Would you copy every record exactly as it stands and drop the pictures?
··· Extracted data
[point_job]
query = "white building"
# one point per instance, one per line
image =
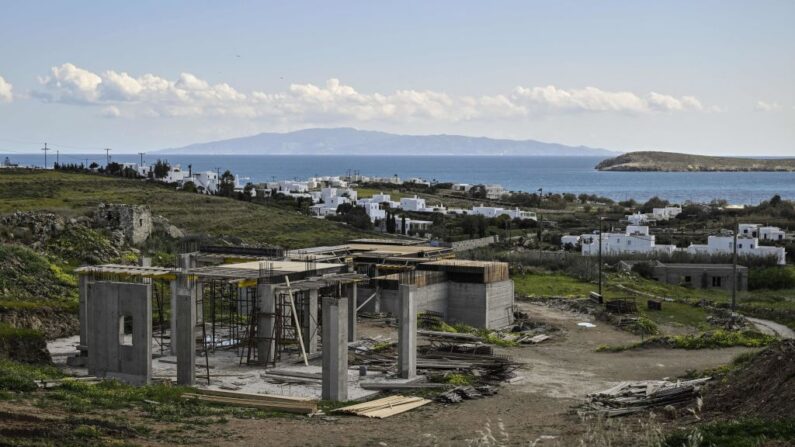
(766, 233)
(494, 192)
(771, 234)
(635, 240)
(492, 211)
(412, 203)
(746, 246)
(569, 240)
(668, 212)
(638, 218)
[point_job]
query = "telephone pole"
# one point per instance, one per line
(601, 219)
(734, 267)
(45, 149)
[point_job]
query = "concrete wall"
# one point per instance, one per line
(466, 303)
(500, 302)
(473, 243)
(110, 354)
(458, 302)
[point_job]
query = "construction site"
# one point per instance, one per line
(281, 328)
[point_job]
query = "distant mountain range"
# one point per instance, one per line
(675, 162)
(348, 141)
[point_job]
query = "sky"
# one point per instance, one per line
(706, 77)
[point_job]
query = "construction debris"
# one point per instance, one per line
(632, 397)
(385, 407)
(260, 401)
(465, 393)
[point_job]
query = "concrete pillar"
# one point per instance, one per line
(407, 333)
(266, 323)
(309, 325)
(352, 304)
(335, 349)
(173, 317)
(185, 338)
(82, 289)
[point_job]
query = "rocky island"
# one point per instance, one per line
(675, 162)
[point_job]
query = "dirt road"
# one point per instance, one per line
(557, 374)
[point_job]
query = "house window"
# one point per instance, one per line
(125, 330)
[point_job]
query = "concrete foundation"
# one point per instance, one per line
(309, 323)
(266, 323)
(353, 303)
(119, 332)
(335, 349)
(185, 324)
(407, 333)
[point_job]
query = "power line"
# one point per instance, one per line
(45, 149)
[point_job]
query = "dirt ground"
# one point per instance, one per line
(533, 411)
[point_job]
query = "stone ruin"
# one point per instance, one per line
(134, 221)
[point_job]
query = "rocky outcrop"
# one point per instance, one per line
(52, 323)
(133, 221)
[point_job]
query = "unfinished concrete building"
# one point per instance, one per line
(259, 308)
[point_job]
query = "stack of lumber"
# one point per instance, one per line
(632, 397)
(261, 401)
(385, 407)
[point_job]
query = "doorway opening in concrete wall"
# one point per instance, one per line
(125, 330)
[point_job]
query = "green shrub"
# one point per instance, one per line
(737, 433)
(773, 278)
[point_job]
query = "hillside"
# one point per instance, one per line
(347, 141)
(77, 194)
(674, 162)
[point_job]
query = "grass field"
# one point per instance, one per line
(778, 305)
(74, 194)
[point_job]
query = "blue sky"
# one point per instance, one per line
(704, 77)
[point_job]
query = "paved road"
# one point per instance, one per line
(772, 328)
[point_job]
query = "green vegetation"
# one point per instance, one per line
(674, 162)
(772, 278)
(16, 376)
(27, 277)
(736, 433)
(75, 194)
(707, 340)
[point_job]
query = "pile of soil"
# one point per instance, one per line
(764, 387)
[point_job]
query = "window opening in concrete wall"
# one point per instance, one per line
(125, 330)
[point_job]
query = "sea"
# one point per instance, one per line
(551, 174)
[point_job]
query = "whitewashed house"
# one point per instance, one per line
(637, 218)
(569, 240)
(746, 246)
(772, 234)
(635, 240)
(668, 212)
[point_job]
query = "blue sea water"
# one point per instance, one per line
(553, 174)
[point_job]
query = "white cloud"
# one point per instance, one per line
(150, 95)
(763, 106)
(6, 94)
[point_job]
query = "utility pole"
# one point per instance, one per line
(734, 266)
(45, 149)
(601, 219)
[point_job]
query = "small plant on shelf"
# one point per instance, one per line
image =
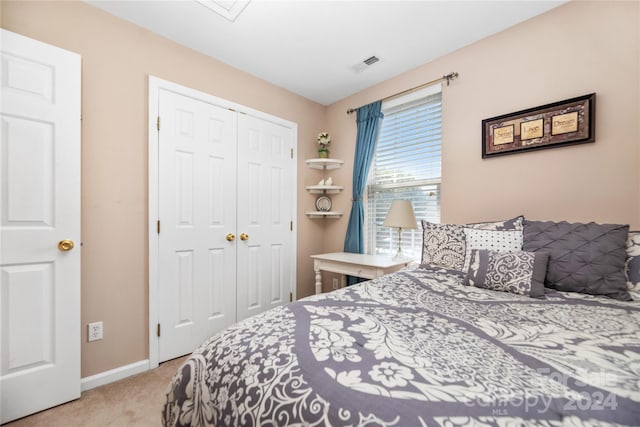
(324, 140)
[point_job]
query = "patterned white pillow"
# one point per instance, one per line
(443, 245)
(516, 272)
(497, 241)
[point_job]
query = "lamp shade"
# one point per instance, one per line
(401, 215)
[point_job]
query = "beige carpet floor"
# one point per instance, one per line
(133, 402)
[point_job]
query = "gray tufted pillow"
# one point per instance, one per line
(587, 258)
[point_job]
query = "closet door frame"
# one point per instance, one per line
(155, 85)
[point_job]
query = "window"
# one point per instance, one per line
(406, 166)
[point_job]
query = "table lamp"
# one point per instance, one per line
(400, 215)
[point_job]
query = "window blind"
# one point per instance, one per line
(407, 165)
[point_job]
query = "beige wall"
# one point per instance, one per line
(117, 57)
(576, 49)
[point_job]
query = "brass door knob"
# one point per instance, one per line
(65, 245)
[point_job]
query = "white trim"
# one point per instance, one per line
(113, 375)
(155, 85)
(413, 96)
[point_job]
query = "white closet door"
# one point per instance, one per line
(40, 200)
(265, 192)
(197, 209)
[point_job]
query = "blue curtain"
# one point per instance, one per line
(368, 122)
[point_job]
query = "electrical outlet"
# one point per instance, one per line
(94, 331)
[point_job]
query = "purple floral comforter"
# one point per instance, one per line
(417, 348)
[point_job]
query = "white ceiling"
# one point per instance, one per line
(311, 47)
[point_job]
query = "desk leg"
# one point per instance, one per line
(318, 280)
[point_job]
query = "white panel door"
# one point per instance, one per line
······
▶ **Answer to the problem**:
[point_job]
query = "white building"
# one point per instance, one per line
image =
(766, 233)
(494, 192)
(771, 234)
(635, 240)
(492, 211)
(412, 203)
(746, 246)
(569, 240)
(668, 212)
(638, 218)
[point_job]
query = "telephone pole"
# one point per instance, one per line
(601, 219)
(734, 267)
(45, 149)
[point_job]
query = "concrete wall"
# one point per instance, one per line
(466, 303)
(500, 302)
(473, 243)
(110, 354)
(458, 302)
[point_job]
query = "construction site"
# one point per instance, one per line
(281, 328)
[point_job]
query = "distant mountain range"
# one point per instance, one per line
(675, 162)
(348, 141)
[point_job]
query = "sky"
# one point per instance, one per line
(706, 77)
[point_job]
query = "construction debris"
# one point per instance, one per line
(632, 397)
(385, 407)
(260, 401)
(465, 393)
[point_job]
query = "concrete pillar"
# one point per instance, one per line
(407, 333)
(266, 323)
(309, 325)
(352, 304)
(335, 349)
(173, 317)
(185, 338)
(82, 289)
[point_job]
query = "rocky island"
# one point per instance, one per line
(675, 162)
[point_job]
query = "dirt road"
# one point per instance, one per line
(557, 374)
[point_job]
query = "house window"
# one point per instance, one per line
(125, 330)
[point_job]
query = "concrete foundation"
# one point per instance, one per line
(309, 323)
(266, 323)
(353, 303)
(119, 332)
(335, 349)
(185, 324)
(407, 333)
[point_job]
query = "power line"
# one point per instance, one per line
(45, 149)
[point_job]
query = "dirt ground"
# one point per instance, one per line
(533, 411)
[point_job]
query = "stone ruin"
# one point per instance, one per line
(134, 221)
[point_job]
query = "rocky outcrop"
# one point per instance, one per line
(52, 323)
(133, 221)
[point_job]
query = "unfinished concrete building"
# one point per instance, one per line
(259, 308)
[point_job]
query = "stack of lumber"
# one point per instance, one per line
(632, 397)
(261, 401)
(385, 407)
[point_job]
query = "doorway opening in concrete wall"
# one point per instance, one per line
(125, 330)
[point_job]
query = "green shrub"
# one point per instance, one per line
(737, 433)
(773, 278)
[point_job]
query = "hillside"
# one point per instance, one per line
(347, 141)
(77, 194)
(674, 162)
[point_job]
query = "grass field"
# one point per instance, one per line
(778, 305)
(74, 194)
[point_job]
query = "blue sky"
# one point per instance, one per line
(704, 77)
[point_job]
query = "paved road"
# one point per instance, one per line
(772, 328)
[point_job]
query = "green vegetation"
# one point per instance, one per line
(674, 162)
(772, 278)
(16, 376)
(27, 277)
(736, 433)
(75, 194)
(707, 340)
[point_job]
query = "pile of soil"
# one point per instance, one per line
(764, 387)
[point_job]
query = "window opening in concrete wall"
# one point per instance, one per line
(125, 330)
[point_job]
query = "sea"
# one point per instance, one per line
(551, 174)
[point_job]
query = "whitewashed house"
# one point per instance, one per line
(637, 218)
(569, 240)
(746, 246)
(772, 234)
(635, 240)
(668, 212)
[point_job]
query = "blue sea water"
# one point per instance, one per line
(553, 174)
[point_job]
query = "white cloud"
# one point per instance, one per line
(150, 95)
(763, 106)
(6, 94)
[point_job]
query = "utility pole"
# one point per instance, one per line
(734, 266)
(45, 149)
(601, 219)
[point_job]
query = "small plant on shelf"
# one point per instance, one per line
image =
(324, 140)
[point_job]
query = "patterned white pillow"
# one point per instance, one per line
(443, 245)
(516, 272)
(497, 241)
[point_job]
query = "lamp shade"
# one point per instance, one per line
(401, 215)
[point_job]
query = "beige carpet floor"
# one point per instance, one per line
(133, 402)
[point_job]
query = "gray tufted pillow"
# one point per instance, one per line
(587, 258)
[point_job]
query = "closet door frame"
# one point per instance, one per line
(155, 85)
[point_job]
query = "window"
# one point per instance, one per line
(406, 166)
[point_job]
query = "table lamp"
# one point per instance, one per line
(400, 215)
[point_job]
query = "window blind"
# one point per instance, one per line
(407, 165)
[point_job]
query = "beige wall"
# one point per instance, one per line
(117, 57)
(576, 49)
[point_job]
query = "brass door knob"
# one point per instance, one per line
(65, 245)
[point_job]
query = "white trim"
# one point per instance, one per line
(113, 375)
(155, 85)
(413, 96)
[point_job]
query = "white closet door"
# one point per instance, one per line
(40, 200)
(265, 192)
(197, 209)
[point_job]
query = "blue curtain"
# one point per instance, one per line
(368, 122)
[point_job]
query = "electrical outlet"
# one point per instance, one per line
(94, 331)
[point_job]
query = "purple floral comforter"
# one point per instance, one per line
(417, 348)
[point_job]
query = "white ceiling"
# one point per instance, one per line
(311, 47)
[point_job]
query = "desk leg"
# one point per instance, one per line
(318, 280)
[point_job]
query = "white panel door"
# one point per instance, one per line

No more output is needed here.